#### Source records
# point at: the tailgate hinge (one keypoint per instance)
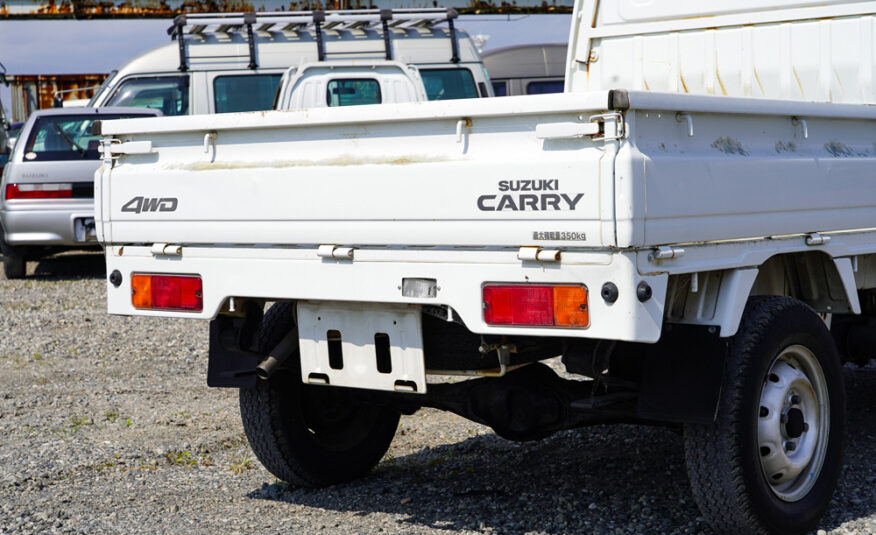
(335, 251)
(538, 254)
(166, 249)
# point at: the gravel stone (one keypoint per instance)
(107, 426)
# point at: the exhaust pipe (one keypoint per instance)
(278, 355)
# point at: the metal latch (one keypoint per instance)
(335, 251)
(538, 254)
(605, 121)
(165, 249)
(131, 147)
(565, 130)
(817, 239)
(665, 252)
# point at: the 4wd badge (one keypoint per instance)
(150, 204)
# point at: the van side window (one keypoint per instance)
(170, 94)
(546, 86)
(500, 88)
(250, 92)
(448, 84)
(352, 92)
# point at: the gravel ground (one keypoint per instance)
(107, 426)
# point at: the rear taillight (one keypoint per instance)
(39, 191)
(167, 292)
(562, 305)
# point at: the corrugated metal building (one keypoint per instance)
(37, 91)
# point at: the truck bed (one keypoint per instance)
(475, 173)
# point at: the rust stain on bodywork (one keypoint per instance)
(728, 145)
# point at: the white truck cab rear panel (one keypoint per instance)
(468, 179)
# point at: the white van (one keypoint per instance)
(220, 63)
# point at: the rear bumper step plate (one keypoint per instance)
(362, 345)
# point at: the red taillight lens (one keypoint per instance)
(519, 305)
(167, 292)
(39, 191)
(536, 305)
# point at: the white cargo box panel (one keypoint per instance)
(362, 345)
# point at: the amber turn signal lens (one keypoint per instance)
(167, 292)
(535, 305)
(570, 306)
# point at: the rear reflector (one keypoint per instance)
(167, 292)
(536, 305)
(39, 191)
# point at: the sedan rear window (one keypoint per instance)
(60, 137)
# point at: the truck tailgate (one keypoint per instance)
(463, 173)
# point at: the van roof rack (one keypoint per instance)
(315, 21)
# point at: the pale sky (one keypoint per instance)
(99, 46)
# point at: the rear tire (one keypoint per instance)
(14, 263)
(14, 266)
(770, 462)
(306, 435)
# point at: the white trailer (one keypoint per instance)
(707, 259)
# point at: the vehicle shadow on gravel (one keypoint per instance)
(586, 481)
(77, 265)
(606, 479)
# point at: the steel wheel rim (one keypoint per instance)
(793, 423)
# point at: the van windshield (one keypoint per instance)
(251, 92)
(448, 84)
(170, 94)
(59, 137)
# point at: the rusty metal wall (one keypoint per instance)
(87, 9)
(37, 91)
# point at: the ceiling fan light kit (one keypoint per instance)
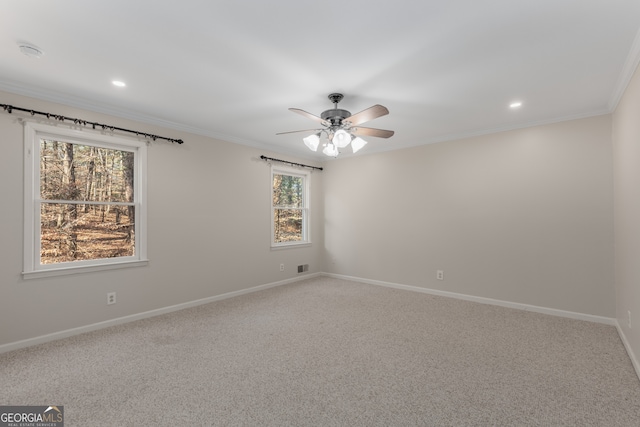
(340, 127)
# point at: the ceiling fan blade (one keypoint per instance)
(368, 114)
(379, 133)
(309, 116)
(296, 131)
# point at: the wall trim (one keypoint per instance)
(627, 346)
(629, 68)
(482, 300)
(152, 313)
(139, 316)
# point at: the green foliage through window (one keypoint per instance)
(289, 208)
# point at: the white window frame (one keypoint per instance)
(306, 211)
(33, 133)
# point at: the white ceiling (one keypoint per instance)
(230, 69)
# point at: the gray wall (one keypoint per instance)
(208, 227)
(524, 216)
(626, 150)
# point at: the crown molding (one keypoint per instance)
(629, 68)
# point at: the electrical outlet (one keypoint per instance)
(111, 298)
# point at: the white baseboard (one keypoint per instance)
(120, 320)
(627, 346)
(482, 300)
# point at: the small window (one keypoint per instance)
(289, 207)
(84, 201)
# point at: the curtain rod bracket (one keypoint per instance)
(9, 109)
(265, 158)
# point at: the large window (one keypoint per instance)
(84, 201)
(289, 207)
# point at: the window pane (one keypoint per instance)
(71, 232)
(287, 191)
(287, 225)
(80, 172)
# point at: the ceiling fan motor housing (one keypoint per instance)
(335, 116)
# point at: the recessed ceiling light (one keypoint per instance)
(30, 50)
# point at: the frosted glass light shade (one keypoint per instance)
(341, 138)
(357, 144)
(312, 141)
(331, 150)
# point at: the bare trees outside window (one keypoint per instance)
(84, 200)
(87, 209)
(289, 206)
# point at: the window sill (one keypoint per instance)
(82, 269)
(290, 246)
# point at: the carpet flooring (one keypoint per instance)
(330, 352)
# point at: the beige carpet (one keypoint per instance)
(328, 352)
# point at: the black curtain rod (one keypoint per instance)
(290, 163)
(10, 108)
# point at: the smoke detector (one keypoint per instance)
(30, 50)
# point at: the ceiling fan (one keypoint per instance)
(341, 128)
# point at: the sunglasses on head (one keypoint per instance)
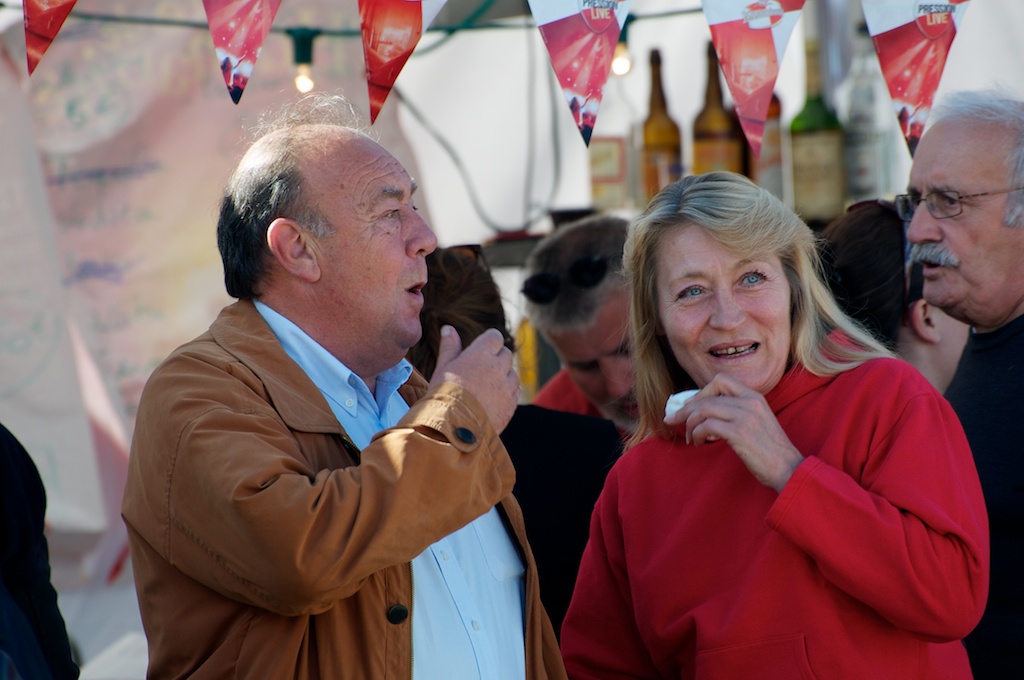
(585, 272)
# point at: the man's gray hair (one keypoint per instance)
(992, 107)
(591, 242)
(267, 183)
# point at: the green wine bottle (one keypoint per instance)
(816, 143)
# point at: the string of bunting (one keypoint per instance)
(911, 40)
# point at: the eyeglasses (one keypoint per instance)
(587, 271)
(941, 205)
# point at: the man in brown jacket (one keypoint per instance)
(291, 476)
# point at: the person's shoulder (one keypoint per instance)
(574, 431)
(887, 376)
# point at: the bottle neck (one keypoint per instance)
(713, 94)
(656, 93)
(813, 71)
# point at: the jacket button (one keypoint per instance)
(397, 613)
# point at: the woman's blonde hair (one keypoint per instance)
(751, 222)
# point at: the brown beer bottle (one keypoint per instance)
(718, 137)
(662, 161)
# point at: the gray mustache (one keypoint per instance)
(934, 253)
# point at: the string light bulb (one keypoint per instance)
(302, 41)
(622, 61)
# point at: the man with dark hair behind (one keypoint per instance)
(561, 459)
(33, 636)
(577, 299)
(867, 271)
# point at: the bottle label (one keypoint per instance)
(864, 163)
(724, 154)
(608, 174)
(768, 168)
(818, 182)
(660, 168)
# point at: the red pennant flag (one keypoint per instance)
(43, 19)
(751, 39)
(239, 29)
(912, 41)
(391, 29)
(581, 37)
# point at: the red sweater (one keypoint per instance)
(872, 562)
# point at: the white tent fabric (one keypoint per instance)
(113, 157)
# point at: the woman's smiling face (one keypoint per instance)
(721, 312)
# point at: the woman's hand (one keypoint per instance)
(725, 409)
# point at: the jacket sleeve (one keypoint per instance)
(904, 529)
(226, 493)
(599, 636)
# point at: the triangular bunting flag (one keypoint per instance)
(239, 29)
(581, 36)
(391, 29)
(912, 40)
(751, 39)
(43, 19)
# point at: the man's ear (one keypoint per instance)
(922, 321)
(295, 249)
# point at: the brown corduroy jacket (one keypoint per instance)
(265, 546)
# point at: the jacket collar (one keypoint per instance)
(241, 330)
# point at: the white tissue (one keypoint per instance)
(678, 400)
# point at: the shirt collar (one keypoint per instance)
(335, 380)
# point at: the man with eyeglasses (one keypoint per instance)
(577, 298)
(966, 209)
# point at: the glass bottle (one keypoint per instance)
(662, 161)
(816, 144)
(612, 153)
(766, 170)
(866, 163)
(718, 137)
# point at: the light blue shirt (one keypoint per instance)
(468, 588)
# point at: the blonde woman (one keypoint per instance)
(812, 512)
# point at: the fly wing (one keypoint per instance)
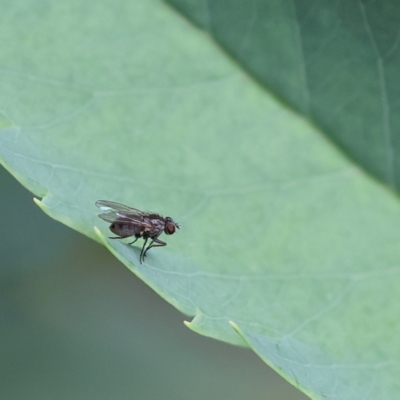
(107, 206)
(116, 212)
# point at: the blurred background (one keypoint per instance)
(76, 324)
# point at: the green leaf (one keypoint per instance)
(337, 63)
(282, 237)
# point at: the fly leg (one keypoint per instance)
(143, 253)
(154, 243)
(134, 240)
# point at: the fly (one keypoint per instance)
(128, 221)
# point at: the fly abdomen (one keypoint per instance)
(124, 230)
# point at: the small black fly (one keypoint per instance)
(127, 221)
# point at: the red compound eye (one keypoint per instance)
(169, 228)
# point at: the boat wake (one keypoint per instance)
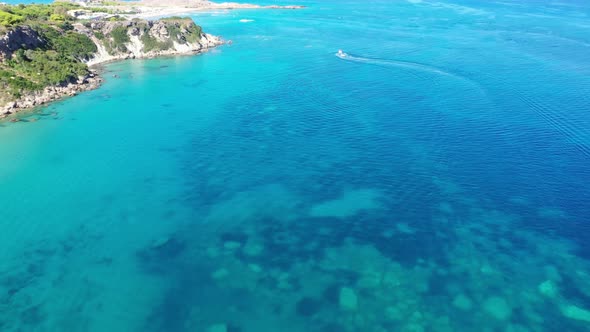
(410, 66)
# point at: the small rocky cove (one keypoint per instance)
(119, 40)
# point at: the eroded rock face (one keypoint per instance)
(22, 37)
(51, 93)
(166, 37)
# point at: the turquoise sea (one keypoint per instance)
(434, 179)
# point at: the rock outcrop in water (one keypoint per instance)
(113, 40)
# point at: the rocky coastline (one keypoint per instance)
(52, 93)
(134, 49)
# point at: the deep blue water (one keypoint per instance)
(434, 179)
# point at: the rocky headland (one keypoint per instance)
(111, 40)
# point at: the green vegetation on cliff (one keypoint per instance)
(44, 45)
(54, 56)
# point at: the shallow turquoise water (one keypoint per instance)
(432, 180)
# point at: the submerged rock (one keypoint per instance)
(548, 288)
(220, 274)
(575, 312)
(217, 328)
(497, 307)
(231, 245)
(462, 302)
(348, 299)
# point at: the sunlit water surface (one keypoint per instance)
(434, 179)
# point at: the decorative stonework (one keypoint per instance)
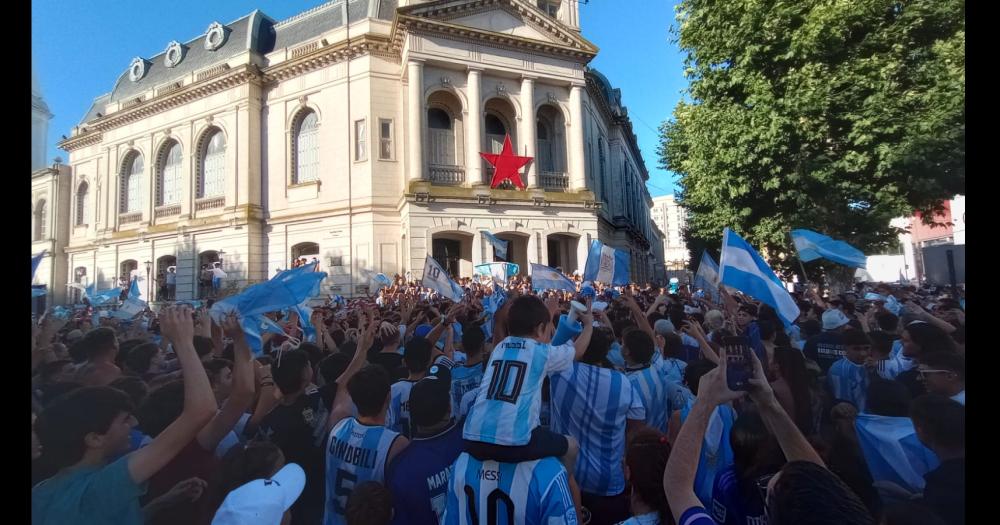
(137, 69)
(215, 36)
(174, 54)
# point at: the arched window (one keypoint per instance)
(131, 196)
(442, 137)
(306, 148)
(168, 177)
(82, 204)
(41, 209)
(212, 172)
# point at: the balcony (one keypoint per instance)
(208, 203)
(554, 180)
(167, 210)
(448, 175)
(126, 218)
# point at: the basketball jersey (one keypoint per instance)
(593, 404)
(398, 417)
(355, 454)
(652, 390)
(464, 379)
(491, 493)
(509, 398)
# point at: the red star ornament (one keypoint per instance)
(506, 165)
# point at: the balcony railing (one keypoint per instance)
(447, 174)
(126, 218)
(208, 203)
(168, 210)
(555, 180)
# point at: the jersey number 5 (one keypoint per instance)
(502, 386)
########
● **Your objective**
Reproduce precisely the lines of the listing above, from the line containing "# point at: the fly leg" to the last line, both ends included. Pictures are to be omitted.

● **Solution for this problem**
# point at: the fly leg (one keypoint per instance)
(143, 253)
(154, 243)
(134, 240)
# point at: the fly (one keypoint per instance)
(128, 221)
# point at: the fly abdomen (one keypoint per instance)
(124, 230)
# point at: the small black fly (one keypoint per instance)
(127, 221)
# point at: the red compound eye (one keypoint per instance)
(169, 228)
# point at: the boat wake (one keypoint per instance)
(410, 66)
# point at: the small rocky cove (one keypoint per instance)
(119, 40)
# point at: the eroded rock face (one keypoint per instance)
(22, 37)
(51, 93)
(166, 37)
# point at: the turquoise sea (one keypoint per instance)
(434, 179)
# point at: the rock outcrop in water (one keypoint per instance)
(113, 40)
# point at: the rocky coastline (one keypoint per instance)
(52, 93)
(134, 49)
# point at: the deep blue water (one keypoint per instance)
(434, 179)
# point at: the rocky headland (one keypoint per instance)
(111, 40)
# point at: the green vegetation on cliff (one keypoint per instance)
(44, 45)
(54, 56)
# point at: the shallow turquoise water (one keypoint per instance)
(432, 180)
# point at: the submerged rock (one keypoint per instance)
(548, 288)
(220, 274)
(575, 312)
(217, 328)
(497, 307)
(231, 245)
(462, 302)
(348, 299)
# point at: the sunlit water surface (one keypoint per instance)
(434, 179)
# point at: the decorative stonework (one keypoint per instance)
(137, 69)
(215, 36)
(174, 54)
# point at: the arched window (one keypoint per instance)
(131, 196)
(442, 137)
(306, 148)
(168, 177)
(82, 204)
(41, 209)
(212, 172)
# point at: the balcony (one keypoint per instance)
(208, 203)
(554, 180)
(167, 210)
(448, 175)
(126, 218)
# point at: the basketball jersey (one keypoint per instance)
(593, 404)
(398, 417)
(355, 454)
(652, 390)
(464, 379)
(491, 493)
(509, 398)
# point at: the red star ornament (one keypoint per instance)
(506, 165)
# point at: the balcony railing (one keypoint per instance)
(447, 174)
(126, 218)
(208, 203)
(168, 210)
(555, 180)
# point at: the jersey number 5 (one keypoint per instance)
(502, 386)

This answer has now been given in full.